__Source passage__.
☆ ☆ ☆
If we cannot feed or power the UK, we are on our way out fast. Yet the two subjects have scarcely been mentioned in this weird campaign.

Let’s deal first with food. In one sense, I am not surprised it does not figure on the hustings. After all, Brussels essentially controls our agriculture and we shall not win back responsibility for it unless we are astonishingly successful in the forthcoming renegotiation of our membership or walk out of the EU.

That means that Britain has no prospect of controlling its food production if Labour, the nationalists in Scotland, Wales and Northern Ireland and the Greens have anything to do with it. All of them are seriously in love with the EU.

Meanwhile, according to the National Farmers’ Union, we supply only 60 per cent of our national larder. Domestic production has fallen 20 per cent in the last 10 years. This indebted nation has a £6bn a year trade gap in food products and Owen Paterson, the former Tory Environment Secretary, has said that the UK and Europe are set to become the museum of world farming.

While supermarkets screw the farmers and our prosperous tastes become more internationally exotic, we are also faced with a huge movement of people from Africa and the Middle East towards the West. Unless we control that flow, they will massively increase our dependence on external sources of food and so, among other things, raise our national debt.

Meanwhile, we are bent on spending 0.7 per cent of our GDP on overseas aid, thereby helping to prop up the failed continent of Africa and its mostly nasty and corrupt leaders who oppress their people instead of willing them to farm, build and work their way to prosperity – as we have done haltingly across the centuries.

This, then, is a peculiarly insular election preoccupied with bribing the voters instead of manifestly looking after their longer-term interests.

Which brings me to fuel – or more properly energy. Only Ukip shows signs of constructing an energy policy worthy of the name, though the Tories encourage us to hope since they are going off wind and solar power.

For too long, we (and the EU) have not had an energy policy. Instead we, have an “environment” policy, which, while wrecking the countryside, almost guarantees power supply difficulties in the future.

The very point is conceded by the National Grid. It is assembling highly expensive stand-by diesel generation for when, the politicians having shut down our coal and nuclear power plants, the wind does not blow.

Germany, in going a bundle on renewable sources of energy, is burning carbon-rich brown coal as insurance. India is set to overtake China as the world’s biggest coal importer.

And, while trying to develop nuclear, India, Indonesia, Vietnam, Japan and South Korea between them plan to increase their coal-fired generating capacity by 60 per cent by 2019 – and blow all this 20-year Kyoto talk, as distinct from action, about curbing global carbon dioxide emissions to which the UK contributes a mere two per cent.
☆ ☆ ☆
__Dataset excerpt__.
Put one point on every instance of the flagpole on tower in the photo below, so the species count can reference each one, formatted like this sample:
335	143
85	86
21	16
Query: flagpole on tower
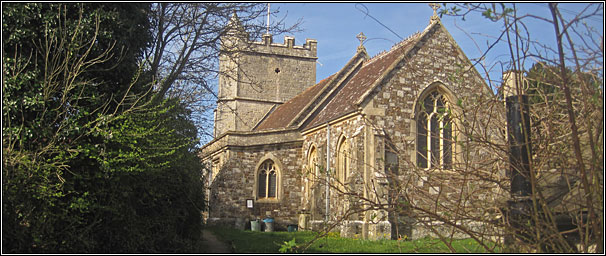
268	18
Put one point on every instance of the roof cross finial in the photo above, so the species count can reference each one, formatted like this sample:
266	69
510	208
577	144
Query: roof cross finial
361	37
435	7
267	18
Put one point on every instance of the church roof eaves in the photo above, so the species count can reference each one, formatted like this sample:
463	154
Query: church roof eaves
283	115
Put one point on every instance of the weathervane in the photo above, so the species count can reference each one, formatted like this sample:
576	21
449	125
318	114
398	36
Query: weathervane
435	7
267	18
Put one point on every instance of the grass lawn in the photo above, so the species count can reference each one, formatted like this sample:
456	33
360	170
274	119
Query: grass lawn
246	241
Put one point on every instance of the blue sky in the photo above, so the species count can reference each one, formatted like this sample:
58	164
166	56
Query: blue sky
335	26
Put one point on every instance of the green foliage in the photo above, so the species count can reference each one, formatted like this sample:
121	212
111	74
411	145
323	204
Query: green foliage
245	241
288	246
88	165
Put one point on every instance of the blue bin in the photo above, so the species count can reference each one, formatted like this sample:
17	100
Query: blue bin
269	224
293	227
255	225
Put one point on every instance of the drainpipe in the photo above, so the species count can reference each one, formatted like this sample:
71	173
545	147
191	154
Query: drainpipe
518	133
327	171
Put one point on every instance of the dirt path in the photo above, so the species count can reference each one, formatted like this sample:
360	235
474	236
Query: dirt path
213	244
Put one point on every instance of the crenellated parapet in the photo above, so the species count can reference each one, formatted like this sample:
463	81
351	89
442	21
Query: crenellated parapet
288	48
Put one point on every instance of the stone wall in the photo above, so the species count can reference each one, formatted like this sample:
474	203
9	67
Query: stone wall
235	182
256	76
438	64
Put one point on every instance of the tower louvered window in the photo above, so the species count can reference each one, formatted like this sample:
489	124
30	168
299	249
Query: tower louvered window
434	133
267	180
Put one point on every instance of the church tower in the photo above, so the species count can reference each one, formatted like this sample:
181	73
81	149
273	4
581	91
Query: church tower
256	77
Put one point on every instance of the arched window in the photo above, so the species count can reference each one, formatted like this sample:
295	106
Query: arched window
434	133
267	181
313	168
343	160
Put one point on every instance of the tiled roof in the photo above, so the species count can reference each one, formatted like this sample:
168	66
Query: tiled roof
344	97
361	83
285	113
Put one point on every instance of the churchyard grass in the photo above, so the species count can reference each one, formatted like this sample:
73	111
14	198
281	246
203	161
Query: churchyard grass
246	241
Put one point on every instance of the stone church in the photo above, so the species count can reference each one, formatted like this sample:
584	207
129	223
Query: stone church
297	151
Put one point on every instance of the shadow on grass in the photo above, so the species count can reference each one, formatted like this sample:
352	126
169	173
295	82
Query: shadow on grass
246	241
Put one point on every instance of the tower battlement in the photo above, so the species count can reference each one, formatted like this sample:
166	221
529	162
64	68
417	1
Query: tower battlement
256	77
288	48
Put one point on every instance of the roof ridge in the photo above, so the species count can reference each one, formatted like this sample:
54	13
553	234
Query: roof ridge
393	48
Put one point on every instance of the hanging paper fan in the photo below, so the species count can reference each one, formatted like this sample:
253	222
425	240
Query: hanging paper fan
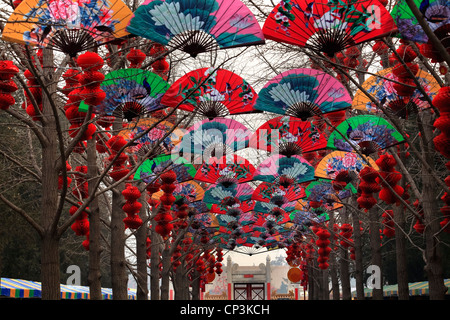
☆ ☆ ☆
__Exercise aim__.
Please quote the article on British food and energy between "This, then, is" and "does not blow.", inclusive.

__Result of this exercise__.
This, then, is a peculiarly insular election preoccupied with bribing the voters instead of manifestly looking after their longer-term interests.

Which brings me to fuel – or more properly energy. Only Ukip shows signs of constructing an energy policy worthy of the name, though the Tories encourage us to hope since they are going off wind and solar power.

For too long, we (and the EU) have not had an energy policy. Instead we, have an “environment” policy, which, while wrecking the countryside, almost guarantees power supply difficulties in the future.

The very point is conceded by the National Grid. It is assembling highly expensive stand-by diesel generation for when, the politicians having shut down our coal and nuclear power plants, the wind does not blow.